◆ **The problem**:
A line counts if it contains the word "mind" at least once. State how many such lines the records contain, giving the number alone.
++++ Records for processing ++++
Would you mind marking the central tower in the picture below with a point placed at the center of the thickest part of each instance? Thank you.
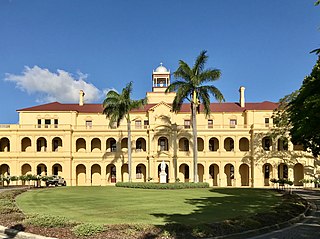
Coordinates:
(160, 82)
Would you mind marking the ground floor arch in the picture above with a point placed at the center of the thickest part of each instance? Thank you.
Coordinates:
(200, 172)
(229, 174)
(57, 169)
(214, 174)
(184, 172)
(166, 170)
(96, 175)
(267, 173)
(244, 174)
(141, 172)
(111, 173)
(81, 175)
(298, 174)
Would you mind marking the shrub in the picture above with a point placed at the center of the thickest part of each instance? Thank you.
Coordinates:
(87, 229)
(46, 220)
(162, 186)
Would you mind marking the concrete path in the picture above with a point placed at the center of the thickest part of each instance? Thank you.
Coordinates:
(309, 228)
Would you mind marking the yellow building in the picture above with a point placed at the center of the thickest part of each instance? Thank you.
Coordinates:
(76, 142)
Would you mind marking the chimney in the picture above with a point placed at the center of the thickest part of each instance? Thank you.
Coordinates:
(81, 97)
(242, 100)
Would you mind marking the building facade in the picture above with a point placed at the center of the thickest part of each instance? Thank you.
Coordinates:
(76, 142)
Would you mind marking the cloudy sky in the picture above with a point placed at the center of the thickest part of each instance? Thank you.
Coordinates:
++++
◆ **Answer to this problem**:
8